Exercise description:
In the text on bubble students, what term does Booher-Jennings use for allocating resources by the likelihood of measurable improvement rather than by greatest need?

Exercise text:
=== Section Start ===

Bubble students are typically identified using standardized cut scores that position them just “on the bubble” of proficiency. Because they are considered the most likely to reach proficiency with modest gains, schools frequently prioritize them for intervention 22. Small-group instruction is particularly effective for this group because it enables educators to tailor instruction, provide immediate feedback, and address specific learning gaps 23.
Research shows that small-group instruction enhances academic outcomes, especially when student groups are formed based on assessment data. For bubble students, this approach allows instruction to focus on specific skills or standards that students are close to mastering. Slavin, Lake, and Davis 24 found that students in small, focused groups consistently outperform peers in whole-group settings, especially in reading and mathematics. Applied to bubble students, small groups can accelerate progress by increasing opportunities for teacher interaction, repetition, and peer collaboration.
An additional advantage of small-group instruction is the supportive learning environment it creates. Bubble students, who may struggle with confidence due to previous academic setbacks, often feel more comfortable in small settings. This environment encourages them to take academic risks, ask questions, and engage more actively—factors that are essential for deeper learning 25. Teachers can also monitor misconceptions more closely and make real-time instructional adjustments.
However, the practice of focusing on bubble students—potentially at the expense of lower- or higher-achieving peers—has raised ethical concerns. Booher-Jennings 6 refers to this as “educational triage”, where resources are allocated not according to greatest need but by the likelihood of measurable improvement. While this approach may yield short-term gains in school accountability metrics, it risks narrowing the curriculum and reinforcing educational inequities if not balanced with comprehensive support for all learners.

=== Section End ===

Extracted data:

=== Section Start ===

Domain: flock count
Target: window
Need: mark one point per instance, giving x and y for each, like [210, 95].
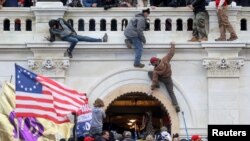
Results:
[113, 25]
[70, 22]
[81, 25]
[6, 25]
[124, 24]
[243, 25]
[168, 25]
[17, 25]
[91, 25]
[157, 25]
[103, 25]
[179, 25]
[190, 24]
[28, 25]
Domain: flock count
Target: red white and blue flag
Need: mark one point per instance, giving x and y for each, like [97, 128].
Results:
[39, 96]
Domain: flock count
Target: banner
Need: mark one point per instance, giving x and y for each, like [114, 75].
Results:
[83, 121]
[27, 129]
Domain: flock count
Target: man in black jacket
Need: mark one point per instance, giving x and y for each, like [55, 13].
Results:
[66, 32]
[199, 30]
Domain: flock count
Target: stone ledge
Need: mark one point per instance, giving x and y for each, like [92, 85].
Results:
[90, 45]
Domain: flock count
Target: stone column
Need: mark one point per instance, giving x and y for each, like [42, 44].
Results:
[223, 66]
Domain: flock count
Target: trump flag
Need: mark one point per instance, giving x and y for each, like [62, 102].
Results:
[39, 96]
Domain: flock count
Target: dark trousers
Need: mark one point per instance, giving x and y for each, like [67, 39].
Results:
[169, 86]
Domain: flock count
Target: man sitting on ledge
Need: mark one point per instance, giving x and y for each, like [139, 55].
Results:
[66, 32]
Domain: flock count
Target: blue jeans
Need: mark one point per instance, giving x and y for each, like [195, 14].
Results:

=== Section End ===

Solution:
Educational triage